TEXT SECTION:
· · · · ·
Efficient Loading

KEY EFFICIENCY The advice given in this section is general in nature since it is not possible to be completely categorical as to what must or must not be done in any given set of circumstances. Some of the advice is directed at you the user and other parts at you the implementer of software. You are invited to consider the various points and recommendations as they apply to your problem and make judgements accordingly. At the outset it should be pointed out that you should only be worrying about efficient loading after you are sure that the software you wish to run has passed the development phase and is ready for production running.

Loading Strategies

If the software you wish to run refers to several external files and you know that not all of them will be called then LOADPARM(MIN), which will only load files actually called, should be considered. In a very small number of cases there may be a problem with dynamic data references, (See 'Technical Aspects') but in general the more external files, the bigger the saving with LOADPARM(MIN). Note that a similar effect can be achieved if it's your own software you are running by compiling with PARM(DYNAMIC). However if all the external files do get called in the run then LOADPARM(MIN) becomes less efficient than a full load since each dynamic call will incur separate loader overheads. When in doubt, use a full load as it is always annoying as well as wasteful when a program fails after using a considerable amount of cpu because an item called dynamically could not be found. A full load, (the default), would have revealed this immediately.
· · · · ·
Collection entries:
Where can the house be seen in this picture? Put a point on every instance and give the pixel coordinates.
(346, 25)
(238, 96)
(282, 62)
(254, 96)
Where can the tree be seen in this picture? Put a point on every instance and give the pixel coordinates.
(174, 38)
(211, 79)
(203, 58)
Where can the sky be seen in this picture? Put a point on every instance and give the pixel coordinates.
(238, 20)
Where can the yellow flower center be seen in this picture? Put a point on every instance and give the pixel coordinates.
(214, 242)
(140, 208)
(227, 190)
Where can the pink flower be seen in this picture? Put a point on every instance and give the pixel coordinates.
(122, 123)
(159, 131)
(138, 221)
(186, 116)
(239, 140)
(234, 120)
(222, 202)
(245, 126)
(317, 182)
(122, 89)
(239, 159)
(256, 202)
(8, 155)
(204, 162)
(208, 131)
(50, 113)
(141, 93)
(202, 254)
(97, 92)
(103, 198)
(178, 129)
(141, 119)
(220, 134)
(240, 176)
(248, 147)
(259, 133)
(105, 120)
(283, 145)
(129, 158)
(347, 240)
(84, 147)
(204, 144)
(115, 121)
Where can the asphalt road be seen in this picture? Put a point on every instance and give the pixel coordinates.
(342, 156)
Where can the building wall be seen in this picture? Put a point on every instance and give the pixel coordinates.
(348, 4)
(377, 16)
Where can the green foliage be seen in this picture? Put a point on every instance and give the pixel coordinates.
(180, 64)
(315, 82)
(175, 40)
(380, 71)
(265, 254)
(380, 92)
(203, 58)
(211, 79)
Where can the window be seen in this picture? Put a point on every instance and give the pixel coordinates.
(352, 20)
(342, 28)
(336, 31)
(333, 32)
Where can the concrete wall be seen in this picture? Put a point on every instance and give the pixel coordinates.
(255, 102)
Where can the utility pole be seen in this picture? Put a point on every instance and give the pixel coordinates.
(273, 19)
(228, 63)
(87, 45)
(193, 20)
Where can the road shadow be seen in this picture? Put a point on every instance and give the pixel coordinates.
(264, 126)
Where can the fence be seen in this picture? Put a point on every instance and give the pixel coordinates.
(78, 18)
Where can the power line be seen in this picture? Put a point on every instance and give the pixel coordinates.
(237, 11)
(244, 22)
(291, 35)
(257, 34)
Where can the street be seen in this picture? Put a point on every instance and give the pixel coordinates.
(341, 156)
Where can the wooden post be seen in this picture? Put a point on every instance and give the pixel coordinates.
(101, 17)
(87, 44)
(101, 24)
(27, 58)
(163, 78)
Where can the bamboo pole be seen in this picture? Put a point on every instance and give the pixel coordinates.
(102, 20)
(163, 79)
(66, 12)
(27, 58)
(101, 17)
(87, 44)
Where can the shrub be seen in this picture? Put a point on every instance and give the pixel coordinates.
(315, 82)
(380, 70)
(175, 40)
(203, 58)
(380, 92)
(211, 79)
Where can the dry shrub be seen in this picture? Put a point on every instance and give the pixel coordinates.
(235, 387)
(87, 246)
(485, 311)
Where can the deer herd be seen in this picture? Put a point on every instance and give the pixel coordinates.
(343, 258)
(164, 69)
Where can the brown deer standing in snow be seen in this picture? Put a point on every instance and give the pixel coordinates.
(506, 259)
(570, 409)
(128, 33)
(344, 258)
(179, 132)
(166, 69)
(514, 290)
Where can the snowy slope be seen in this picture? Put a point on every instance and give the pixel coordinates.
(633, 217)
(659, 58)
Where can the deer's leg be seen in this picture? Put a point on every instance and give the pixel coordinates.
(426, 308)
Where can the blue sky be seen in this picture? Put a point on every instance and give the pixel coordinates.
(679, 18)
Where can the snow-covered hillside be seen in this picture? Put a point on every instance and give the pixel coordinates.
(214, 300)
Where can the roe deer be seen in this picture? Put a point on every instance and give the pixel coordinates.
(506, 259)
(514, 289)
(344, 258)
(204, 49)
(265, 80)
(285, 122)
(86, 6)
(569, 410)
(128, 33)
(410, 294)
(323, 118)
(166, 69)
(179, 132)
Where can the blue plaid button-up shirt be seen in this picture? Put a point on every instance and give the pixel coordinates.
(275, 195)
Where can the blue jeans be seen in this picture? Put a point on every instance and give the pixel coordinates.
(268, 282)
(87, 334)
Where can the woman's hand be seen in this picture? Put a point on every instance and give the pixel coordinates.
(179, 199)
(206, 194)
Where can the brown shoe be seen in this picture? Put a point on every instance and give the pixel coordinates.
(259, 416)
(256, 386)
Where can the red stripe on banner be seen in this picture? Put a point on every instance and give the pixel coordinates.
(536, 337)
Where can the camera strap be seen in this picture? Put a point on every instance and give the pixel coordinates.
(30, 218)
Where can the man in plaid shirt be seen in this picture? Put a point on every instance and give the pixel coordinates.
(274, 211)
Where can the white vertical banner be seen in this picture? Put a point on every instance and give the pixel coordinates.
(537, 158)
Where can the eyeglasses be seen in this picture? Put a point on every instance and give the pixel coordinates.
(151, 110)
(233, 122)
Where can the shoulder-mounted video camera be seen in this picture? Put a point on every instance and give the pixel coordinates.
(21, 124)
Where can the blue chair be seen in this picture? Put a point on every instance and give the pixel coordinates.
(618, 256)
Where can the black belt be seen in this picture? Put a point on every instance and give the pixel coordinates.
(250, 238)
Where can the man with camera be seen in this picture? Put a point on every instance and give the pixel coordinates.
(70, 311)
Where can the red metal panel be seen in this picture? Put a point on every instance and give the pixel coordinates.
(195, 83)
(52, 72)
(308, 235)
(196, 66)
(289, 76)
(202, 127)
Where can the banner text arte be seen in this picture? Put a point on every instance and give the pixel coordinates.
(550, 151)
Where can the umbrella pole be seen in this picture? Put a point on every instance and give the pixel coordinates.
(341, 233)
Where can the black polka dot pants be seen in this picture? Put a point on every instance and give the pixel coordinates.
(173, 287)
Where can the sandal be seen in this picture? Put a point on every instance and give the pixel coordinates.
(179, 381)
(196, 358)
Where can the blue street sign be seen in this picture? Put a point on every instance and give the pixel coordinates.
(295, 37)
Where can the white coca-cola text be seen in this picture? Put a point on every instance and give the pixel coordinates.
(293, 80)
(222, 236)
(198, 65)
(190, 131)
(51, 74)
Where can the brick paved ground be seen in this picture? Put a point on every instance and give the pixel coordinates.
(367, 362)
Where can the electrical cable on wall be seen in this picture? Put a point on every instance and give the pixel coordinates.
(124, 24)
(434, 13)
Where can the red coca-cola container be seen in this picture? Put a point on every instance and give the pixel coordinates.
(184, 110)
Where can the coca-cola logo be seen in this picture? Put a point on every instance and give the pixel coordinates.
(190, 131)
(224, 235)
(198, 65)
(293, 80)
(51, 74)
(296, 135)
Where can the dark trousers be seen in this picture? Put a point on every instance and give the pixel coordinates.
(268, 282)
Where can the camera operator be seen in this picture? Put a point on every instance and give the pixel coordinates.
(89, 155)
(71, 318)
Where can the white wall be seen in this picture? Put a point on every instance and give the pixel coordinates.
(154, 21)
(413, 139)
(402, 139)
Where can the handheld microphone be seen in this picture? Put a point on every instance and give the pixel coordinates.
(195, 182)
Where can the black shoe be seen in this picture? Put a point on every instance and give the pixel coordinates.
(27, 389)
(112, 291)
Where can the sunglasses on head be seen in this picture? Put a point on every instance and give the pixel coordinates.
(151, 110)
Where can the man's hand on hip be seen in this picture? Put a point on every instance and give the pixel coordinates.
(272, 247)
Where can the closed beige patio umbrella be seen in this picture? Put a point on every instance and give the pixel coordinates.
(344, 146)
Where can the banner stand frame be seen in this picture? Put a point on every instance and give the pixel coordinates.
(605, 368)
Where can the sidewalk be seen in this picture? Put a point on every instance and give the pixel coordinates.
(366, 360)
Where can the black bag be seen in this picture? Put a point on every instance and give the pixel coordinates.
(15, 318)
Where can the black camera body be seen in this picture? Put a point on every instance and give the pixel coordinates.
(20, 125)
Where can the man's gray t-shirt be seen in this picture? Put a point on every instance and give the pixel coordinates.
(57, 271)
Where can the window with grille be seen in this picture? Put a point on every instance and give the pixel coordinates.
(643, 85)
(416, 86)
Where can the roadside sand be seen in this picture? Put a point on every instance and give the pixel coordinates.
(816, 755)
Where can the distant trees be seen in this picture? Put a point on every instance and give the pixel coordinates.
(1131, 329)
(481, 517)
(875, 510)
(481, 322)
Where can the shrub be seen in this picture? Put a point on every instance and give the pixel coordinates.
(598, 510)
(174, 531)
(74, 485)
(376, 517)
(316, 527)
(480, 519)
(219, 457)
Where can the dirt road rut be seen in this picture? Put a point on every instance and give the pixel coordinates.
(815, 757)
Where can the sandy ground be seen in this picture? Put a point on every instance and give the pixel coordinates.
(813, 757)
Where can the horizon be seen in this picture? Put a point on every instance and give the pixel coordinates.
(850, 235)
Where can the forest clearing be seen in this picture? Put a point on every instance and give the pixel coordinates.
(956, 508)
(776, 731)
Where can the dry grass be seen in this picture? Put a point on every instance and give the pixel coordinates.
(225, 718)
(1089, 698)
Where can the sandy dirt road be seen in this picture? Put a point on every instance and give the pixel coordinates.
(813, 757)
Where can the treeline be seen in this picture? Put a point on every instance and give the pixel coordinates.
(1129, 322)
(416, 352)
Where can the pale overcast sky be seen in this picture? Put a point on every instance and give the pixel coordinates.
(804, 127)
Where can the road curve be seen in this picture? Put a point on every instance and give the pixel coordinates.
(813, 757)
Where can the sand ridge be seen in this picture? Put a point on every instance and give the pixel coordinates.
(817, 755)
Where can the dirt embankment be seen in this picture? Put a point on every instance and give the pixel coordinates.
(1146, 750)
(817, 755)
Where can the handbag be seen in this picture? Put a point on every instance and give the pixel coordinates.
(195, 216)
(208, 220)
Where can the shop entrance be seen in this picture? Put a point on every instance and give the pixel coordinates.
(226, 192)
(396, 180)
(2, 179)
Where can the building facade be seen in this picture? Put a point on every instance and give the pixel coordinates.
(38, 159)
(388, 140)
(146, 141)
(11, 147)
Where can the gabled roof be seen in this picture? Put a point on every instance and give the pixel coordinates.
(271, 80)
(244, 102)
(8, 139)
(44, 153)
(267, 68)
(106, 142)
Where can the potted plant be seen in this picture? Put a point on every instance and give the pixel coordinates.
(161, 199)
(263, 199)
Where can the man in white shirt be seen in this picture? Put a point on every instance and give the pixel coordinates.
· · · · ·
TO BE DONE:
• a. Transcribe the efficient loading text above from "KEY EFFICIENCY The" to "for production running.".
• b. Copy out every line of the records above that contains the string "street". Letter case must match.

COMPLETE ANSWERS:
• a.
KEY EFFICIENCY The advice given in this section is general in nature since it is not possible to be completely categorical as to what must or must not be done in any given set of circumstances. Some of the advice is directed at you the user and other parts at you the implementer of software. You are invited to consider the various points and recommendations as they apply to your problem and make judgements accordingly. At the outset it should be pointed out that you should only be worrying about efficient loading after you are sure that the software you wish to run has passed the development phase and is ready for production running.

• b.
Where can the street be seen in this picture? Put a point on every instance and give the pixel coordinates.
Where can the blue street sign be seen in this picture? Put a point on every instance and give the pixel coordinates.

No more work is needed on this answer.